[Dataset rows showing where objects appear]
━━━━━━━━
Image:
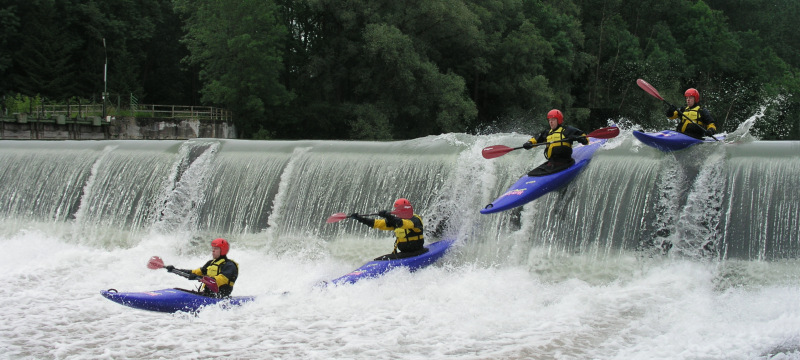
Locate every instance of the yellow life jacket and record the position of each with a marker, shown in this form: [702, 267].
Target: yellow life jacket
[213, 270]
[409, 236]
[556, 135]
[692, 113]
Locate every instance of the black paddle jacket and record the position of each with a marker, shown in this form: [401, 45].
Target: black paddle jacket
[224, 271]
[691, 115]
[561, 149]
[409, 233]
━━━━━━━━
Written exercise:
Reproduce the entire listing above word for word, omitting the pictures.

Answer to this problem:
Image:
Locate every instance of the yellow life jacket and record the position of each with a marker, shown in this form: [702, 267].
Target: yellow life jacket
[213, 270]
[409, 236]
[556, 135]
[692, 113]
Locate every instance of the black paddle jacket and record the position of each with a marker, shown in this form: [401, 45].
Target: black paddle jacket
[224, 271]
[691, 115]
[561, 149]
[409, 233]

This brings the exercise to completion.